**Exercise requirements**
Each entry below must be repeated exactly, with pictures left out.

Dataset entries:

········

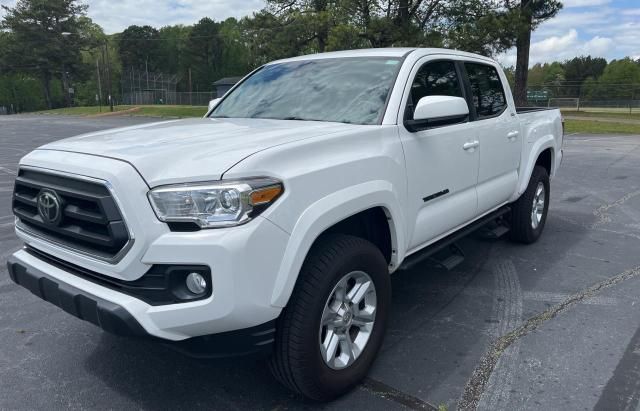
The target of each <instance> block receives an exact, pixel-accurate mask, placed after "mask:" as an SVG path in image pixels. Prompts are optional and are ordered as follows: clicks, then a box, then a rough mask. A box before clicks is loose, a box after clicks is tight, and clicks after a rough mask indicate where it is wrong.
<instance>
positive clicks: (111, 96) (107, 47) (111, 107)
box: [104, 39, 113, 113]
mask: <svg viewBox="0 0 640 411" xmlns="http://www.w3.org/2000/svg"><path fill="white" fill-rule="evenodd" d="M104 49H105V52H106V56H107V84H108V87H109V109H110V110H111V112H112V113H113V96H112V92H111V62H110V60H109V45H108V44H107V40H106V39H105V41H104Z"/></svg>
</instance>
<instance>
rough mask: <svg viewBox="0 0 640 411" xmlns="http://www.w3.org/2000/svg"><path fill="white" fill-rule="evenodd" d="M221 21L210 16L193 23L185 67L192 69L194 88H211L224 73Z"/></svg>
mask: <svg viewBox="0 0 640 411" xmlns="http://www.w3.org/2000/svg"><path fill="white" fill-rule="evenodd" d="M222 44H223V42H222V39H221V36H220V23H216V22H215V21H213V20H211V19H210V18H208V17H205V18H203V19H200V21H198V22H197V23H196V24H194V25H193V27H192V29H191V31H190V33H189V36H188V38H187V43H186V46H185V52H184V55H185V60H184V64H185V68H187V70H188V68H191V70H192V82H193V88H195V89H197V90H199V89H202V90H209V89H211V87H212V83H213V82H214V81H215V80H216V79H218V78H219V77H220V76H221V73H222Z"/></svg>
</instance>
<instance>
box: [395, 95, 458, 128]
mask: <svg viewBox="0 0 640 411" xmlns="http://www.w3.org/2000/svg"><path fill="white" fill-rule="evenodd" d="M468 117H469V107H468V106H467V100H465V99H463V98H462V97H452V96H426V97H422V98H421V99H420V101H418V104H416V108H415V111H414V113H413V120H406V121H405V126H406V127H407V129H409V131H418V130H420V129H425V128H428V127H434V126H444V125H447V124H455V123H462V122H464V121H466V120H467V119H468Z"/></svg>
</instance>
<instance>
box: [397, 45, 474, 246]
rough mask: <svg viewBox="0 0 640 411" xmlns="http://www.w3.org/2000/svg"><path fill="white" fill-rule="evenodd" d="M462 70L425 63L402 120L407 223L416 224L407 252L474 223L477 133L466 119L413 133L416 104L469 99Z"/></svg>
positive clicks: (428, 128) (410, 86) (414, 228)
mask: <svg viewBox="0 0 640 411" xmlns="http://www.w3.org/2000/svg"><path fill="white" fill-rule="evenodd" d="M461 73H462V72H461V69H460V66H458V65H456V64H455V63H454V62H453V61H451V60H446V59H445V60H433V57H432V58H431V59H429V58H425V59H423V60H422V61H421V62H419V63H418V64H416V65H415V67H414V68H413V70H412V73H411V76H410V78H411V79H412V80H411V81H410V82H409V84H407V87H406V89H405V92H404V99H405V100H404V102H403V105H402V107H401V113H404V117H401V118H400V120H399V123H400V124H399V130H400V138H401V141H402V145H403V149H404V154H405V159H406V167H407V176H408V210H407V216H408V221H412V220H413V219H415V226H414V230H413V233H410V234H409V236H410V240H409V252H412V251H415V250H417V249H419V248H421V247H422V246H424V245H426V244H428V243H430V242H432V241H433V240H435V239H436V238H437V237H441V236H443V235H445V234H446V233H448V232H449V231H451V230H453V229H455V228H457V227H459V226H460V225H462V224H464V223H466V222H468V221H470V220H472V219H473V218H474V217H475V216H476V212H477V195H476V183H477V179H478V164H479V150H478V145H477V144H476V143H478V141H477V133H476V131H475V129H474V125H473V123H471V122H469V121H468V119H465V120H462V121H459V122H458V123H455V124H447V125H444V126H438V127H432V128H426V129H423V130H419V131H415V132H410V131H409V130H407V128H406V127H405V126H404V124H403V123H404V120H412V119H413V111H414V110H413V109H414V106H415V104H416V103H417V102H418V100H419V99H420V98H422V97H425V96H429V95H444V96H456V97H463V98H464V97H466V96H465V89H464V87H463V82H462V79H461Z"/></svg>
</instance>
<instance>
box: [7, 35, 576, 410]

········

**Task solution**
The target of each <instance> block receives an exact, pixel-accurate mask, placed after "mask:" as an SVG path in image pixels. Prompts are optional and are ordered as follows: clicks, then a box, then a rough mask. A box before clicks is loose, a box after clicks is tight, and clicks after a rough mask indicate where it is wrong.
<instance>
positive clicks: (111, 96) (107, 47) (111, 107)
box: [104, 39, 113, 113]
mask: <svg viewBox="0 0 640 411" xmlns="http://www.w3.org/2000/svg"><path fill="white" fill-rule="evenodd" d="M104 49H105V52H106V56H107V84H108V87H109V109H110V110H111V112H112V113H113V96H112V92H111V62H110V60H109V45H108V44H107V40H106V39H105V41H104Z"/></svg>
</instance>
<instance>
rough mask: <svg viewBox="0 0 640 411" xmlns="http://www.w3.org/2000/svg"><path fill="white" fill-rule="evenodd" d="M221 21L210 16L193 23L185 67L192 69L194 88H211L224 73Z"/></svg>
mask: <svg viewBox="0 0 640 411" xmlns="http://www.w3.org/2000/svg"><path fill="white" fill-rule="evenodd" d="M222 44H223V42H222V39H221V36H220V23H216V22H215V21H213V20H211V19H210V18H208V17H205V18H203V19H200V21H198V22H197V23H196V24H194V25H193V27H192V29H191V31H190V33H189V36H188V38H187V43H186V46H185V52H184V55H185V60H184V64H185V68H187V70H188V68H191V70H192V82H193V88H195V89H197V90H199V89H202V90H209V89H211V87H212V83H213V82H214V81H215V80H216V79H218V78H219V77H220V76H221V73H222Z"/></svg>
</instance>
<instance>
box: [395, 95, 458, 128]
mask: <svg viewBox="0 0 640 411" xmlns="http://www.w3.org/2000/svg"><path fill="white" fill-rule="evenodd" d="M468 117H469V107H468V106H467V100H465V99H463V98H462V97H452V96H426V97H422V98H421V99H420V101H418V104H416V108H415V111H414V113H413V120H406V121H405V126H406V127H407V129H409V131H418V130H420V129H425V128H428V127H434V126H444V125H447V124H455V123H462V122H464V121H466V120H467V119H468Z"/></svg>
</instance>
<instance>
box: [397, 45, 474, 246]
rough mask: <svg viewBox="0 0 640 411" xmlns="http://www.w3.org/2000/svg"><path fill="white" fill-rule="evenodd" d="M462 70L425 63L402 120L407 223L416 224L407 252L474 223L477 133L466 119L413 133L416 104L469 99Z"/></svg>
positive clicks: (428, 128) (410, 86) (414, 228)
mask: <svg viewBox="0 0 640 411" xmlns="http://www.w3.org/2000/svg"><path fill="white" fill-rule="evenodd" d="M461 73H462V72H461V69H460V66H458V65H456V64H455V63H454V62H453V61H451V60H446V59H445V60H433V57H432V58H431V59H429V58H425V59H423V60H422V61H421V62H419V63H418V64H416V65H415V67H414V68H413V70H412V73H411V76H410V78H411V79H412V80H411V81H410V82H409V84H407V87H406V89H405V92H404V99H405V100H404V102H403V105H402V107H401V113H404V117H401V118H400V120H399V123H400V124H399V130H400V138H401V141H402V145H403V149H404V154H405V159H406V167H407V176H408V210H407V216H408V221H412V220H413V219H415V226H414V230H413V233H410V234H409V236H410V240H409V252H412V251H415V250H417V249H419V248H421V247H422V246H424V245H426V244H428V243H430V242H432V241H433V240H435V239H436V238H437V237H441V236H443V235H445V234H446V233H448V232H449V231H451V230H453V229H455V228H457V227H459V226H460V225H462V224H464V223H466V222H468V221H470V220H472V219H473V218H474V217H475V216H476V212H477V195H476V183H477V179H478V164H479V150H478V145H477V144H476V143H478V141H477V133H476V131H475V129H474V125H473V123H471V122H469V121H468V119H465V120H462V121H459V122H458V123H455V124H447V125H444V126H438V127H432V128H426V129H423V130H419V131H415V132H410V131H409V130H407V128H406V127H405V126H404V124H403V123H404V120H412V119H413V111H414V110H413V109H414V106H415V104H416V103H417V102H418V100H419V99H420V98H422V97H425V96H429V95H444V96H456V97H463V98H464V97H466V96H465V89H464V87H463V82H462V79H461Z"/></svg>
</instance>
<instance>
box: [7, 35, 576, 410]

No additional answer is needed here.